Work to be completed — Print out the records that follow, exactly and completely.

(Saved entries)

======

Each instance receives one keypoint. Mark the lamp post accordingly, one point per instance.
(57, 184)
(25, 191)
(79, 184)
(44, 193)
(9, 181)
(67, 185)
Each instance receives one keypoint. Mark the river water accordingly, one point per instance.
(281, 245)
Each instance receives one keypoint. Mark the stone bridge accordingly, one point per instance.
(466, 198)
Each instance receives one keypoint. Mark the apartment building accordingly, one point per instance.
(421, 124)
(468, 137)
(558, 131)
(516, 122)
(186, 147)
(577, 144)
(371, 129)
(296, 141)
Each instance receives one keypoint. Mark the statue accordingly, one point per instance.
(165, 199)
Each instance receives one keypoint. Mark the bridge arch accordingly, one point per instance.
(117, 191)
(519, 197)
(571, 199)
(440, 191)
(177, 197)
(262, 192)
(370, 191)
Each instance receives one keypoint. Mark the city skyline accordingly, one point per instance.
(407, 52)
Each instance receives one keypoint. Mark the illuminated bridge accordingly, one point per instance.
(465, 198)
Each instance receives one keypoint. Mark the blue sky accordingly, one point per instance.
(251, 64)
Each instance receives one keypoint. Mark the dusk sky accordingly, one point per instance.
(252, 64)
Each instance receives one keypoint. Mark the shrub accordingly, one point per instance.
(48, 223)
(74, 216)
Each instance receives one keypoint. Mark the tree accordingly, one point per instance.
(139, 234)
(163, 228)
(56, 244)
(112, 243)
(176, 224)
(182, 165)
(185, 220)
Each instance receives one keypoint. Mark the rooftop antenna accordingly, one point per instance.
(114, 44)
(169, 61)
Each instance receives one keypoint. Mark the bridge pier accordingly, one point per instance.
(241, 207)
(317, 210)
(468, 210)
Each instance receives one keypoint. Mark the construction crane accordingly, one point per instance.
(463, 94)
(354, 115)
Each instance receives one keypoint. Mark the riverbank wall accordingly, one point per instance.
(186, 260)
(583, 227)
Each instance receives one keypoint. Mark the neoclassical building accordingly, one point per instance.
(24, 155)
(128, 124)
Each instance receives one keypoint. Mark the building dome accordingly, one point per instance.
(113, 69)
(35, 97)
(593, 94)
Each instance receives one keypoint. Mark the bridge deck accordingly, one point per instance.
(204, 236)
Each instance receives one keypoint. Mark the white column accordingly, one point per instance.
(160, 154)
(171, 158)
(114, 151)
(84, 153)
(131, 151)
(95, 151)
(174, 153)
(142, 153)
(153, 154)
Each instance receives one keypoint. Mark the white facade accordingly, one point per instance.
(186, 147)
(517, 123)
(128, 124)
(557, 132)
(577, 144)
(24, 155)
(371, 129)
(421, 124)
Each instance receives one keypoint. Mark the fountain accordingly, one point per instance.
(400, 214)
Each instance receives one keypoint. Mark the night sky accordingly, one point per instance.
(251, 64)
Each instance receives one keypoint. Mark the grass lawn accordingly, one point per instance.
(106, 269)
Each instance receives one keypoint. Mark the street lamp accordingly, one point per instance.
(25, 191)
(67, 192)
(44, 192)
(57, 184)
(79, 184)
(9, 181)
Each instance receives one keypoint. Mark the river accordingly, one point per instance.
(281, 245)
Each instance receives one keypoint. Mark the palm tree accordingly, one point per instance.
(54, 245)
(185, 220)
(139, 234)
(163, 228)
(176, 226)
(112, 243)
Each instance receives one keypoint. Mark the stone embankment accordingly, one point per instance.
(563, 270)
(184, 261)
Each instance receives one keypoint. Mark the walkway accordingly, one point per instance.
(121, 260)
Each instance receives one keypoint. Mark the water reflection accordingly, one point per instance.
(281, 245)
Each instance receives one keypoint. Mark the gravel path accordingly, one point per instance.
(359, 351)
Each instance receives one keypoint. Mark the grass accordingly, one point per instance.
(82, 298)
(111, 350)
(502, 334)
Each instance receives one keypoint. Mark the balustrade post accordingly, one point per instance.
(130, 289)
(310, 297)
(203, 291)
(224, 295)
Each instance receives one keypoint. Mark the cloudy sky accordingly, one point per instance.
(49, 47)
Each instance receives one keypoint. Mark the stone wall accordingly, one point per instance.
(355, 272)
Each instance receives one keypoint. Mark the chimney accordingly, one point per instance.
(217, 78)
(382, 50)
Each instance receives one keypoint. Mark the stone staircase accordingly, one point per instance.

======

Result below —
Each instance receives one keypoint. Mark the lamp post accordingly, one point per instance.
(57, 184)
(25, 191)
(79, 184)
(44, 193)
(9, 181)
(67, 185)
Each instance receives one keypoint. Mark the river water accordingly, one point per instance.
(281, 245)
Each instance receives one keypoint. Mark the stone bridge accordingly, one point per instance.
(466, 198)
Each instance receives one keypoint. Mark the apartment building accordingly, one point per instance.
(421, 124)
(468, 137)
(558, 131)
(516, 122)
(186, 147)
(577, 144)
(371, 129)
(296, 141)
Each instance receives one keypoint. Mark the statue accordingly, one point per instance.
(165, 199)
Each instance receives one keypoint. Mark the bridge arch accordingly, one point per instance.
(117, 191)
(519, 197)
(571, 199)
(440, 191)
(177, 197)
(262, 192)
(370, 191)
Each instance receives one keypoint. Mark the city skyline accordingly, one point per instance.
(407, 52)
Each instance receives one keypoint. Mark the illuminated bridge accordingly, one point per instance.
(465, 198)
Each instance receives one keypoint. Mark the blue sky accordingly, one point per instance.
(251, 64)
Each instance receives one keypoint. Mark the dusk sky accordingly, one point per instance.
(252, 64)
Each instance receives one keypoint. Mark the shrub accordingly, one point per instance.
(48, 223)
(74, 216)
Each instance receives one keypoint. Mark the tree accordingly, one point per instance.
(139, 234)
(163, 228)
(56, 244)
(112, 243)
(176, 224)
(182, 165)
(185, 220)
Each instance receives one keypoint. Mark the rooftop antenna accordingly, one point per instance.
(114, 44)
(169, 61)
Each instance receives one keypoint. Mark the bridge pier accordingly, one point per instance.
(241, 207)
(317, 210)
(468, 210)
Each instance receives one keypoint. Mark the construction crane accordingly, one point per instance.
(463, 94)
(354, 115)
Each instance receives one keypoint. Mark the riverbank wall accordingly, one point per instance.
(186, 260)
(583, 227)
Each instance receives one keypoint. Mark the neoclassical building accordingly, one point per instance.
(24, 155)
(128, 124)
Each instance receives one keypoint. Mark the building dome accordingly, one point per instance.
(113, 69)
(35, 97)
(593, 94)
Each instance receives one keypoint. Mark the bridge deck accordingly, one point per instance.
(204, 236)
Each instance receives one keypoint. Mark the white column accordingly, one point per instance.
(160, 154)
(171, 158)
(114, 151)
(84, 153)
(131, 151)
(95, 151)
(174, 153)
(142, 153)
(153, 154)
Each instance receives one keypoint. Mark the white facade accordingly, one point per instance.
(186, 147)
(517, 123)
(128, 124)
(557, 132)
(577, 144)
(24, 155)
(371, 129)
(421, 124)
Each instance receives one keypoint. Mark the fountain accordingly, one point per instance.
(400, 214)
Each instance receives one keypoint. Mark the night sky accordingly, one point per instance.
(251, 64)
Each instance receives one keypoint. Mark the grass lawn accordingly, one point per instance.
(106, 269)
Each instance receives one keypoint. Mark the street lamp accordingly, one point per instance.
(25, 191)
(67, 192)
(44, 192)
(57, 184)
(79, 184)
(9, 181)
Each instance receives one keypoint. Mark the river accordingly, one point per instance.
(281, 245)
Each instance receives one keypoint. Mark the palm tree accordingly, one point per instance.
(54, 245)
(185, 220)
(139, 234)
(163, 228)
(176, 226)
(112, 243)
Each instance receives one keypoint. Mark the stone embankment accordingly, one point per instance.
(563, 270)
(184, 261)
Each instance receives one keypoint. Mark the walkway accordingly, one point per instance.
(121, 260)
Each instance receives one keypoint. Mark the water reflection accordingly, one point per instance.
(281, 245)
Each instance receives one keypoint. Mark the gravel path accordingly, one point per instance.
(359, 351)
Each instance receives one keypoint. Mark the grass accordingly, one point per instance.
(82, 298)
(111, 350)
(502, 334)
Each instance receives one keypoint. Mark the balustrade post accordingly, one point per instance.
(130, 289)
(310, 297)
(203, 291)
(224, 295)
Each instance receives one keypoint. Mark the cloudy sky accordingly, one point per instance.
(49, 47)
Each instance receives one keypoint. Mark the stone wall accordingly, one point per instance.
(355, 272)
Each instance receives one keypoint. Mark the chimney accordingly, one point per instance.
(217, 78)
(382, 50)
Each instance receives one keypoint. Mark the stone staircase accordingly, one point per instance.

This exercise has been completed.